Please print each of the entries below exactly.

----- THE DATA

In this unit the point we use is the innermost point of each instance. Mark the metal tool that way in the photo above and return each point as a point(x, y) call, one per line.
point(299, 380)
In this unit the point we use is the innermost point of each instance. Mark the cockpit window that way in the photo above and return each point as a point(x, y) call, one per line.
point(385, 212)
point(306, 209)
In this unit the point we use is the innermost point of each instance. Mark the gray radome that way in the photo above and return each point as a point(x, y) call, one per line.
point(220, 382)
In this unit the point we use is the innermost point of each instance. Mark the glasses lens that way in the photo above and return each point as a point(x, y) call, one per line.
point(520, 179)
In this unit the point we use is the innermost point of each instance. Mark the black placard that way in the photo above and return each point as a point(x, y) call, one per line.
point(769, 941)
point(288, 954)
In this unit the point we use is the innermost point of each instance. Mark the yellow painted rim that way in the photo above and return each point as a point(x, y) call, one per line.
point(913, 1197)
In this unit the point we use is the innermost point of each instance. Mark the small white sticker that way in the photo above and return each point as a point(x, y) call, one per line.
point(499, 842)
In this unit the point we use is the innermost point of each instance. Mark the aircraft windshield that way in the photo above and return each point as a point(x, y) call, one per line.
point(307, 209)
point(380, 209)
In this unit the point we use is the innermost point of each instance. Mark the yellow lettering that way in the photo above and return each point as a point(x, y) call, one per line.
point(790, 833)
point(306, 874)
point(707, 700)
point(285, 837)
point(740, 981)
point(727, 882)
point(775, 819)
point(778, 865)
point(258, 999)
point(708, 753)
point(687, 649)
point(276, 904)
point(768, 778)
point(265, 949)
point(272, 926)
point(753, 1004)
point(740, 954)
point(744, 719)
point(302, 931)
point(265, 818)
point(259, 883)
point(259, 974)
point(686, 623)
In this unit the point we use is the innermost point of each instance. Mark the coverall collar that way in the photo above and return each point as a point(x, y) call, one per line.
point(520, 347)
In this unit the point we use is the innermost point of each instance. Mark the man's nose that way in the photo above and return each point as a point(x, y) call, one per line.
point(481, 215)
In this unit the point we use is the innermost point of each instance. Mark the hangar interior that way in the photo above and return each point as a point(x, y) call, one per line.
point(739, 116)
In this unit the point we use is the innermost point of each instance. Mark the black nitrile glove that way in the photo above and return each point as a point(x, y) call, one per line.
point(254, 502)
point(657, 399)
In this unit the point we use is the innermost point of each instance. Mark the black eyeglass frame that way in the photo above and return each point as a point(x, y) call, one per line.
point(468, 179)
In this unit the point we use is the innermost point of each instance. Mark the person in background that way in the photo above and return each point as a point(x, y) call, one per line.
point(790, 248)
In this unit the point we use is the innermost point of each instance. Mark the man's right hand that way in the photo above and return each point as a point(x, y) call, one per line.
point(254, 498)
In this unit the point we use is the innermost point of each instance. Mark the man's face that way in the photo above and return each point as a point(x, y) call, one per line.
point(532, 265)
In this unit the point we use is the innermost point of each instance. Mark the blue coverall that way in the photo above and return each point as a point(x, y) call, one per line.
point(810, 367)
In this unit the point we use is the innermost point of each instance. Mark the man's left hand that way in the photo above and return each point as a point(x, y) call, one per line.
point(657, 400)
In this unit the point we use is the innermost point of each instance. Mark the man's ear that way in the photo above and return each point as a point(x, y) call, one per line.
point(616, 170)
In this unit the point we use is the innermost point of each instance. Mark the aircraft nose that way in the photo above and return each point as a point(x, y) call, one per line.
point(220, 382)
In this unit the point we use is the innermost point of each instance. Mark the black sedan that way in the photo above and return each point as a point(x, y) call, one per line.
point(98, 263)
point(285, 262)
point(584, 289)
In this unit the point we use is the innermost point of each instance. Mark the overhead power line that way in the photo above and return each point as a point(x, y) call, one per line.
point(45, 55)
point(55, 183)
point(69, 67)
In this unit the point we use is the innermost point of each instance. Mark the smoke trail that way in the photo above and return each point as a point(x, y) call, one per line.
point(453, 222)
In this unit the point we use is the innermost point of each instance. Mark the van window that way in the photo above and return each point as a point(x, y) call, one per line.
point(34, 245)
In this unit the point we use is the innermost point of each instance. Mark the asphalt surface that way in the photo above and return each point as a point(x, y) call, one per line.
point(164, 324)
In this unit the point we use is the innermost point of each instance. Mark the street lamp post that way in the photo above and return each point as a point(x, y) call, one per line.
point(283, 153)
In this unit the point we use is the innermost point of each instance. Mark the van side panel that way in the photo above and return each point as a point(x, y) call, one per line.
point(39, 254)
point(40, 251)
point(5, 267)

----------

RESPONSE TO THIS EXERCISE:
In this unit the point we use is the innermost point of each instance. Mark the metal tool that way in the photo above and return each point as a point(x, y) call, one per line.
point(299, 380)
In this unit the point we use is the innermost point of each instance. Mark the cockpit window that way in the photo above and return each point as a point(x, y) call, one per line.
point(385, 212)
point(306, 209)
In this unit the point we use is the innermost point of each instance. Mark the gray radome that way in the photo above and return each point as a point(x, y) call, one per line.
point(220, 382)
In this unit the point we use is the innermost point of each instance. Mark the glasses lens that way in the photo above and return each point as a point(x, y) call, one per line.
point(520, 179)
In this unit the point we use is the innermost point of each instance. Mark the black placard that way in the photo above and return each point as a point(x, y) call, one per line.
point(769, 941)
point(288, 954)
In this unit the point we use is the innermost point of each instance. Mark the yellow painted rim that way in the photo above and return each point as a point(x, y) call, one per line.
point(913, 1197)
In this unit the point we use is the innermost point of each instance. Mark the small white sticker that way in the photo above and return each point as a point(x, y) call, one per line.
point(499, 842)
In this unit the point we use is the innermost point of each instance. Mark the aircraft windshield that way in the photo above and return each point as a point(x, y) call, one per line.
point(307, 209)
point(380, 209)
In this unit the point we use is the innermost point of each instance. Mark the yellow lettering that way in the photo above and return each point as a point(x, y) call, one per line.
point(790, 833)
point(306, 874)
point(707, 700)
point(285, 837)
point(740, 981)
point(727, 882)
point(775, 819)
point(778, 865)
point(258, 999)
point(708, 753)
point(687, 649)
point(276, 904)
point(768, 778)
point(265, 949)
point(272, 926)
point(753, 1004)
point(740, 954)
point(744, 719)
point(302, 931)
point(265, 818)
point(259, 883)
point(259, 974)
point(686, 623)
In this unit the point we use is the innermost point of each instance. Mark the coverall collar that way in the photo above and return each point as a point(x, y) call, one per line.
point(520, 347)
In this unit the point we use is the innermost point of each instance. Mark the man's nose that way in the photo above and return each point as a point(x, y) call, one per line.
point(481, 215)
In this unit the point we use is the innermost point of each instance. Mark the hangar interior that way in the photo above and return each point as a point(x, y) call, one per line.
point(739, 116)
In this unit the point we use is the innermost point of each instance. Mark the black nitrile glove that way in the photo above and return each point as a point(x, y) call, one per line.
point(254, 502)
point(657, 399)
In this unit the point we use is the innermost point of each instance. Mark the black eyeglass frame that way in the photo above and return each point as a point(x, y) call, one per line.
point(468, 179)
In this unit the point we use is the innermost point of each instance. Mark the person in background that way in the photo above and return each point as a point(x, y) call, one per line.
point(790, 248)
In this unit the point we use is the innermost point of each instance. Mark the man's right hand that way in the photo above and return each point as a point(x, y) call, one per line.
point(254, 498)
In this unit the point we use is the innermost point of each instance. Mark the man's face that way in the photo above and return each point as a point(x, y) call, one per line.
point(532, 265)
In this unit the point we use is the innermost point of each instance. Mark the blue coverall that way in the photo above and return each point as a point(x, y) call, one per line.
point(810, 367)
In this unit the point we use is the innermost point of each instance. Mark the man's left hand that way in the photo above and return each point as a point(x, y) call, one per line.
point(657, 400)
In this unit the point we use is the innermost point of each instance. Mark the man's ear that way in the photo above and return each point as a point(x, y) call, one per line.
point(616, 170)
In this unit the point we use is the innermost point of each instance. Mark the aircraft nose that way in the photo above and return each point as a point(x, y) call, one per line.
point(220, 382)
In this unit the point we use is the innermost point of each instance. Mark the black sedan that way in the photo above and return each point as a point(x, y) call, one per line.
point(98, 263)
point(285, 262)
point(584, 289)
In this unit the point we use is the innermost point of each instance. Mark the overhead power line that way in the photo above and return each point as a point(x, y) call, one per line.
point(45, 55)
point(55, 183)
point(69, 67)
In this unit the point we use is the innermost point of each instance. Mark the smoke trail that way in the photo above and return each point as a point(x, y) call, one per line.
point(453, 222)
In this unit the point we use is the innermost point of each instance. Mark the van window that way in the photo above and return each point as a point(x, y) call, one per line.
point(34, 245)
In this unit the point we use is the innermost point of each instance. Mark the asphalt surface that way in the photo above and return each point as a point(x, y) call, one per line.
point(164, 324)
In this unit the point we use is the innermost point of each instance. Mark the street lamp post that way in the photo above and return each point as a point(x, y) call, one per line.
point(283, 153)
In this unit the point we use is the innermost point of each instance. Mark the van side panel that way in the photo above and return each point as a point(x, y) call, one per line.
point(39, 254)
point(40, 251)
point(5, 267)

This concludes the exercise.